OBIETTIVO A:
Raccogli tutte le righe dei dati riportati più avanti in cui compare la parola "freight".

TESTO ESTRATTO:

Finale a sorpresa: un’irresistibile e beffarda satira cinematografica. La recensione

Nelle sale, dopo il passaggio in Concorso all'ultima Mostra del Cinema di Venezia, è arrivata la scatenata ed esilarante black comedy dei registi argentini Mariano Cohn e Gastón Duprat con Penélope Cruz, Antonio Banderas e Oscar Martínez

Finale a sorpresa
PANORAMICA
Regia (4)
Sceneggiatura (4.5)
Interpretazioni (4)
Fotografia (3.5)
Montaggio (3.5)
Colonna sonora (3)

Lola Cuevas (Penélope Cruz), è un’eccentrica e affermata regista a cui è stata commissionata la regia di un film da un imprenditore miliardario megalomane (José Luis Gómez) deciso a lasciare il segno nella storia. L’ambiziosa impresa richiede i più grandi talenti, così Lola scrittura due stelle della recitazione: il divo sciupafemmine di Hollywood, Félix Riviero (Antonio Banderas) e il capofila del cinema e del teatro impegnato, Iván Torres (Oscar Martínez). Due attori agli antipodi ma entrambi leggende, con un carisma e un ego ineguagliabili, sono costretti da Lola ad affrontare delle prove esilaranti e originali che li metteranno a dura prova. Riusciranno a superare la loro rivalità per dare vita a un capolavoro?

Finale a sorpresa, presentato in Concorso all’ultima edizione della Mostra del Cinema di Venezia (il titolo originale, Official Competition, allude al Concorso di un grande festival internazionale, in particolare la Selezione Ufficiale del Festival di Cannes) torna a rinverdire la tradizione dei film sui retroscena della lavorazione di un film ma  è anche molto di più: una satira sul cinema spassionatamente esilarante, con elementi corrosivi e dinamitardi che si susseguono grazie a tempi comici a orologeria, perfettamente oliati e organici tanto nella messa a punto degli sketch quanto nell’elaborazione delle caratterizzazioni (mai deliberatamente macchiettistiche, nonostante si lavori su uno scatenato registro deformante).

OBIETTIVO B:
Rispondi alle seguenti domande basandoti sulla recensione.
(i) Quali registi hanno diretto il film?
(ii) Quale attore interpreta Félix Riviero?
(iii) Qual è il titolo originale del film?

Voci tratte da un dataset di puntamento:
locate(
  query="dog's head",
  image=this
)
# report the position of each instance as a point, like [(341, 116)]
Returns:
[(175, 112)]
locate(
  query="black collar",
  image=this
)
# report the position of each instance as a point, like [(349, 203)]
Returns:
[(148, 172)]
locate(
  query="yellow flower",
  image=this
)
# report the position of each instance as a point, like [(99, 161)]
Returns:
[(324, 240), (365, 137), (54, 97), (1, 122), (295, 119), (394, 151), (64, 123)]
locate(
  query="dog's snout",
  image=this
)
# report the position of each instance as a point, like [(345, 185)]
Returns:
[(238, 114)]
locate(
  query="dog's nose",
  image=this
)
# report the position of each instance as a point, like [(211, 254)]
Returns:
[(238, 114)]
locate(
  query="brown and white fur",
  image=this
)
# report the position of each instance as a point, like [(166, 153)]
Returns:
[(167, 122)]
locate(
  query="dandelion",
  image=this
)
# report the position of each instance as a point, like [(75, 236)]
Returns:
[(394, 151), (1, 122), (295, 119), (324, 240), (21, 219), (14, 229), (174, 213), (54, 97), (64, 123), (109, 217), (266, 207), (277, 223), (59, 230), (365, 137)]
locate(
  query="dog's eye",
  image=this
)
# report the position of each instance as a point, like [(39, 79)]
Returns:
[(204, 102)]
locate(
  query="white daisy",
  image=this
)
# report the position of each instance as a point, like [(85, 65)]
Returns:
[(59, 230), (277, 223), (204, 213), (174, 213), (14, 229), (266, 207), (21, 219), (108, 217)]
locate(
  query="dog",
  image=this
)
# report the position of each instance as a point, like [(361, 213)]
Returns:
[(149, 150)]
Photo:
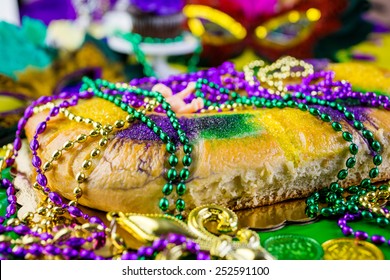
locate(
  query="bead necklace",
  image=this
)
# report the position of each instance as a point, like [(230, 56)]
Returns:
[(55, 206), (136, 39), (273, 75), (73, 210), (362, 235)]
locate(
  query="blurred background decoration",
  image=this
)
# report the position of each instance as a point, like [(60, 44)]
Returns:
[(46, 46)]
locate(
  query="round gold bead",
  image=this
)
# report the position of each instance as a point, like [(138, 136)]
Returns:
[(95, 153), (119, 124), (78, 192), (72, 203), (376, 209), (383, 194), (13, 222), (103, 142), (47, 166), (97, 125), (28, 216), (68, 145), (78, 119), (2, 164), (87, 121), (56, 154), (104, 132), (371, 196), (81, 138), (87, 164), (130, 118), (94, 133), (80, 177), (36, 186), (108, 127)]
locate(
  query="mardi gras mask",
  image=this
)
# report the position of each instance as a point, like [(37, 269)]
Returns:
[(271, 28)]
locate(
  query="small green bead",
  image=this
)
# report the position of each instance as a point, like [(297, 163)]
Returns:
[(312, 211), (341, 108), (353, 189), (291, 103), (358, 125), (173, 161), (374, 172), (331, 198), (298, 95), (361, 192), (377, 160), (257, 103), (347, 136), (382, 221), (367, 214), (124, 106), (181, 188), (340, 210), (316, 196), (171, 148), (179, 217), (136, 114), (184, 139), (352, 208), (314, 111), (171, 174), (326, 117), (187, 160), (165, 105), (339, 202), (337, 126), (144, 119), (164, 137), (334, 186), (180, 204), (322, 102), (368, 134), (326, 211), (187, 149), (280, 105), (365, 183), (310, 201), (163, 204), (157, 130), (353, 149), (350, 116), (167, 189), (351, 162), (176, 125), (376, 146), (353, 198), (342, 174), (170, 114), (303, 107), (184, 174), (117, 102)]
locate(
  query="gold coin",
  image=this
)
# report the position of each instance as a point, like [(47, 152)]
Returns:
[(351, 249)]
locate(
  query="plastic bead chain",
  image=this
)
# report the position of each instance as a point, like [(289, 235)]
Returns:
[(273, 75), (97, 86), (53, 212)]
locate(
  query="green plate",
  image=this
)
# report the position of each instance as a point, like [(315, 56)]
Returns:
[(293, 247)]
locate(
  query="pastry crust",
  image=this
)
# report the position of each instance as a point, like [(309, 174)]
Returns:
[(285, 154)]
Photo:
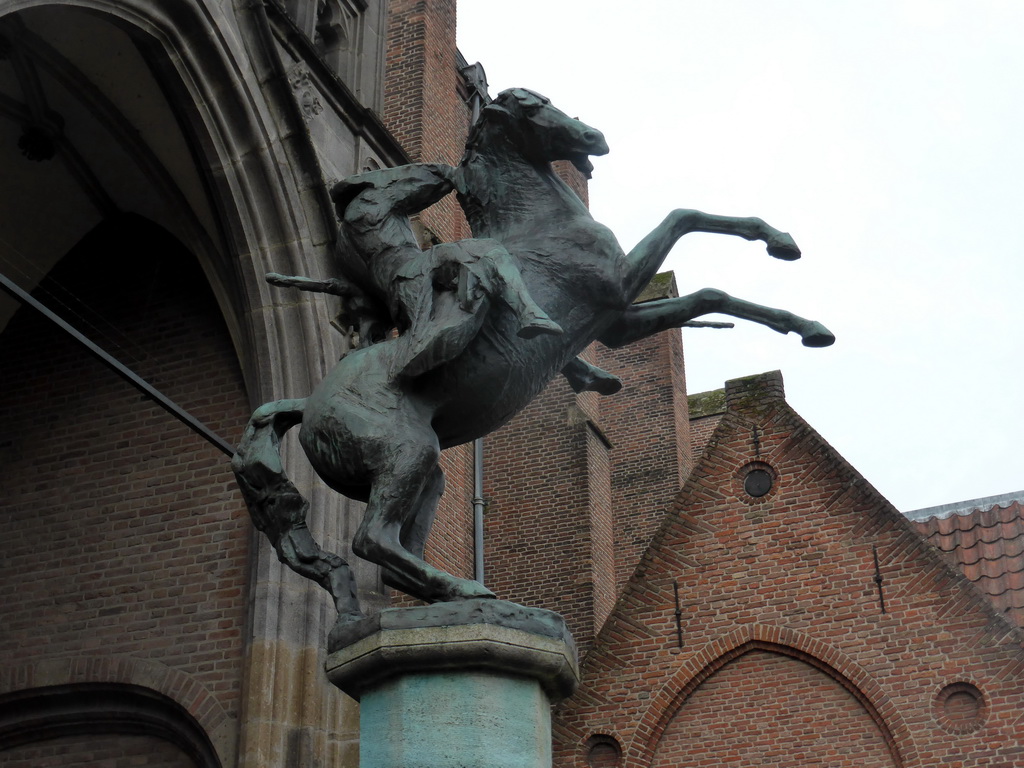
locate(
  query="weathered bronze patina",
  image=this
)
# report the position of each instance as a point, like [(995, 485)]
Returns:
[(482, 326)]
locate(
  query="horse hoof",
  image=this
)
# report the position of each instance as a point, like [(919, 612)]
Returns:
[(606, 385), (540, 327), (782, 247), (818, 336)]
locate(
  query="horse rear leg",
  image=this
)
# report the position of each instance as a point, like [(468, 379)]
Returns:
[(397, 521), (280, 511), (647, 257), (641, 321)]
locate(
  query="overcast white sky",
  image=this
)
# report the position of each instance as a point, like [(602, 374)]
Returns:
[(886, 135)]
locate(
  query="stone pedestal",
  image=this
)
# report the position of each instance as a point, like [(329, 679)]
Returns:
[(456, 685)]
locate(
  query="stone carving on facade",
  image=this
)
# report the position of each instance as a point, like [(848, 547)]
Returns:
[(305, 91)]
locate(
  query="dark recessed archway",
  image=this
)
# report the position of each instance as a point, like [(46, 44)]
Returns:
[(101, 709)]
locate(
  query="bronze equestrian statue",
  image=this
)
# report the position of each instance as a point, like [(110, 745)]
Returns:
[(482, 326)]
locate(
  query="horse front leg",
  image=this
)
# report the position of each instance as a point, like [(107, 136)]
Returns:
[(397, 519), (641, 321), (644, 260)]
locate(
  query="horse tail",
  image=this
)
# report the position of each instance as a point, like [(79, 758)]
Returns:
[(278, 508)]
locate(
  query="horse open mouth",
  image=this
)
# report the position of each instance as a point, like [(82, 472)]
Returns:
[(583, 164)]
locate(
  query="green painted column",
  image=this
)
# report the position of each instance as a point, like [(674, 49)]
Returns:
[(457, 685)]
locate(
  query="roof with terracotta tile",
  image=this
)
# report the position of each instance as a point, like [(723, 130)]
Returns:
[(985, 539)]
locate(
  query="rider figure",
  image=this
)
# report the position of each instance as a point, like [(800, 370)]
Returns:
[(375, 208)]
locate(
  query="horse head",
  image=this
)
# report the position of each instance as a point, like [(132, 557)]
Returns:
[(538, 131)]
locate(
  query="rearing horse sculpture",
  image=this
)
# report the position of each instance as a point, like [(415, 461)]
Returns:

* * *

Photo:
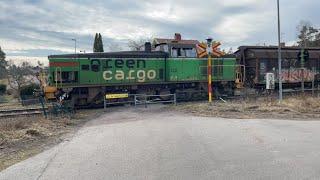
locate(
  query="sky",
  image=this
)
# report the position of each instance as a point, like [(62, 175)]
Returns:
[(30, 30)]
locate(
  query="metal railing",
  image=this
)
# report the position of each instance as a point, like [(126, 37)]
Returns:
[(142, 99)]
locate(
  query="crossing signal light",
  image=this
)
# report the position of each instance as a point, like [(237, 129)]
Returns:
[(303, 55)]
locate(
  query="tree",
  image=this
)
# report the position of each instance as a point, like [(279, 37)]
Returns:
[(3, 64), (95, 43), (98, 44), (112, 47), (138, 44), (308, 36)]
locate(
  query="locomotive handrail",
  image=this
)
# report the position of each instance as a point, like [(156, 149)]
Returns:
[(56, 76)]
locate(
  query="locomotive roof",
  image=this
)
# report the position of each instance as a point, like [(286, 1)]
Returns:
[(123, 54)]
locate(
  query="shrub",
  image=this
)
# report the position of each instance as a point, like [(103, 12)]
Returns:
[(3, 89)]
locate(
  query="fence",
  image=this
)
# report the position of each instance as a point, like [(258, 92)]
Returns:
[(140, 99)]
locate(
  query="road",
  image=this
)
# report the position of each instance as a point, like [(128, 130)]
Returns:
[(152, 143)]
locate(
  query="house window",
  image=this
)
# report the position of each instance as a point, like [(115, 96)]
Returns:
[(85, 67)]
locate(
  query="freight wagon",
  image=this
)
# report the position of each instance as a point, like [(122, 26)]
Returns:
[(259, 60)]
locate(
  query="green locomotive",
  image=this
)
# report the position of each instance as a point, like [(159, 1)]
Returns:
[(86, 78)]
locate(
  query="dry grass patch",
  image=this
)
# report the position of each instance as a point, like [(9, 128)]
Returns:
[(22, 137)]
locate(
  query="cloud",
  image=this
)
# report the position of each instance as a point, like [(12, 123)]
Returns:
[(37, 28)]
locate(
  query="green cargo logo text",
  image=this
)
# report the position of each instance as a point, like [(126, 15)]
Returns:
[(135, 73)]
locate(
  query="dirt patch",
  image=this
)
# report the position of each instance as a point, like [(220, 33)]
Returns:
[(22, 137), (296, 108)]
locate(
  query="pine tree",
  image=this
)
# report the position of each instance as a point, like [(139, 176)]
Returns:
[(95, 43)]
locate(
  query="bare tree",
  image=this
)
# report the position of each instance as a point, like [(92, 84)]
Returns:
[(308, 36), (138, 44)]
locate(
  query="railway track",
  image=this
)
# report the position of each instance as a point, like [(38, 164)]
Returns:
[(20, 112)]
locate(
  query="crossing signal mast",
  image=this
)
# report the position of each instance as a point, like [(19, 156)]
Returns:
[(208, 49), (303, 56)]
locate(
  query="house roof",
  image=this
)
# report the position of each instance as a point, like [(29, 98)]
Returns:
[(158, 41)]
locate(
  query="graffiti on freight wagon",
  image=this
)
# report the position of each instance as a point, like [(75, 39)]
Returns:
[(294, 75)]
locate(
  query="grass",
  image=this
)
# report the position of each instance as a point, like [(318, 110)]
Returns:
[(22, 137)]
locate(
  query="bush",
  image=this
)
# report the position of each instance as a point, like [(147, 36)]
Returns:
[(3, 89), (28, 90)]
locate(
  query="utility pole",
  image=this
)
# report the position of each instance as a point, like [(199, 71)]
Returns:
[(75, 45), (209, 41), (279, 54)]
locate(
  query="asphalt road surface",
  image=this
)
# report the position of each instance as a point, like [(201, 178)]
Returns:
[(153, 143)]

==

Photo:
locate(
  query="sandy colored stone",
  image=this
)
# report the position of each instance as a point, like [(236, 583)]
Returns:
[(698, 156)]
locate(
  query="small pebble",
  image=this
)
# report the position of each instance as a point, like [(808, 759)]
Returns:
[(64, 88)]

RISPOSTA ATTESA A:
  query="freight wagon",
  query="graffiti on freight wagon",

RISPOSTA ATTESA B:
(i) Mariano Cohn e Gastón Duprat.
(ii) Antonio Banderas.
(iii) Official Competition.